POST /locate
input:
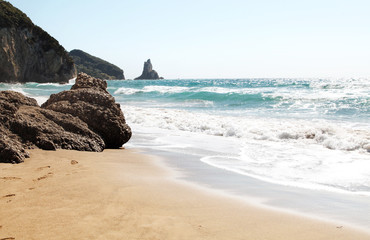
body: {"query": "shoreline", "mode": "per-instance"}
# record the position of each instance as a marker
(124, 193)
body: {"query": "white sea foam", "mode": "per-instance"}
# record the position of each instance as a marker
(147, 89)
(310, 154)
(320, 132)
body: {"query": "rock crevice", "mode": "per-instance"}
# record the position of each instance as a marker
(85, 118)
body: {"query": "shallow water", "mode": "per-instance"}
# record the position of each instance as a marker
(307, 133)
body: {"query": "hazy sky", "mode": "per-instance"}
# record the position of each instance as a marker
(215, 39)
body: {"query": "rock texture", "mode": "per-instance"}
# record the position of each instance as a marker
(95, 66)
(85, 118)
(28, 53)
(89, 100)
(148, 72)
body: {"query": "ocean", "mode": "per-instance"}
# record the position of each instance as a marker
(306, 134)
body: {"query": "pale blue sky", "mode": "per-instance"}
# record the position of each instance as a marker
(215, 39)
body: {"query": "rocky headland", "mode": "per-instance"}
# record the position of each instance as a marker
(95, 67)
(85, 118)
(148, 72)
(28, 53)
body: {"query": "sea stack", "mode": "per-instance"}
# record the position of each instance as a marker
(28, 53)
(148, 72)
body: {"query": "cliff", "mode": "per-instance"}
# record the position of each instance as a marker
(28, 53)
(95, 66)
(148, 72)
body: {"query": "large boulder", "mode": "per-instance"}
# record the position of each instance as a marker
(90, 101)
(23, 124)
(148, 72)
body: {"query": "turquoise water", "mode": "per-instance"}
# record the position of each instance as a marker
(330, 99)
(307, 133)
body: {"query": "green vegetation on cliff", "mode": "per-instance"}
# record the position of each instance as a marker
(29, 53)
(13, 17)
(95, 66)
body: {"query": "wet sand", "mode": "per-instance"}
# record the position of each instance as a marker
(122, 194)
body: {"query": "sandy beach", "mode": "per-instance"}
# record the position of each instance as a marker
(122, 194)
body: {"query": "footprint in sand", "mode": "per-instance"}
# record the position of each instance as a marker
(9, 195)
(41, 168)
(43, 177)
(10, 178)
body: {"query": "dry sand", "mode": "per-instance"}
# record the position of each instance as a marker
(120, 194)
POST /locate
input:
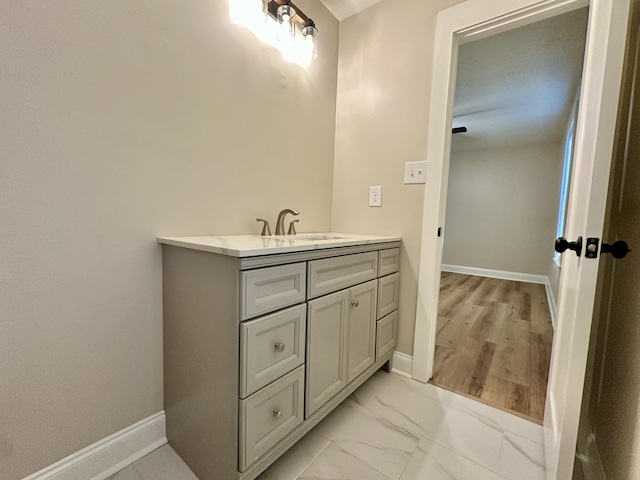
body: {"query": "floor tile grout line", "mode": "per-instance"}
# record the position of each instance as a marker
(316, 456)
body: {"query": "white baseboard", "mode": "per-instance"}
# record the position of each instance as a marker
(551, 300)
(111, 454)
(515, 276)
(501, 274)
(401, 364)
(587, 452)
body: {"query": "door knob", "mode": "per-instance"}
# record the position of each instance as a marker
(618, 249)
(562, 245)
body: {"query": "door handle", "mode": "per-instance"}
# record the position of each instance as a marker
(562, 245)
(618, 249)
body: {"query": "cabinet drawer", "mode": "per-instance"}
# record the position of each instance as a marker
(389, 261)
(386, 334)
(267, 416)
(270, 347)
(388, 293)
(333, 274)
(267, 289)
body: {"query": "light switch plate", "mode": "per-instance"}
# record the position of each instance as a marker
(375, 196)
(415, 172)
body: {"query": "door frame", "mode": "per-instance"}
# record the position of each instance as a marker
(463, 23)
(476, 19)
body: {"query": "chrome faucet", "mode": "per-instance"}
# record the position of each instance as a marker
(280, 222)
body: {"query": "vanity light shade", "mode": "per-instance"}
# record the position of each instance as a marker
(309, 33)
(286, 13)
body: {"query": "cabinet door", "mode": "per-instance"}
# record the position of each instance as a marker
(326, 348)
(362, 327)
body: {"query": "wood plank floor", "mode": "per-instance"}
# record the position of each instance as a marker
(494, 342)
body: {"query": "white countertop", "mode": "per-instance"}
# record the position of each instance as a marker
(254, 245)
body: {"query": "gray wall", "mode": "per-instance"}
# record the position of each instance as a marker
(502, 208)
(384, 88)
(121, 121)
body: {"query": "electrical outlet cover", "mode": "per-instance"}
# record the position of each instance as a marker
(375, 196)
(415, 172)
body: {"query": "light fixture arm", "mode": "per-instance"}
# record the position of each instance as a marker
(301, 18)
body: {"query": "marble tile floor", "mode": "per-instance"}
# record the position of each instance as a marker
(394, 428)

#### [WHAT THE TASK ASKS]
How many lines in the data above contain the string "tile"? Case counts, so match only that exact capitalization, and reply with the number alone.

#### [COMPLETE OUTPUT]
2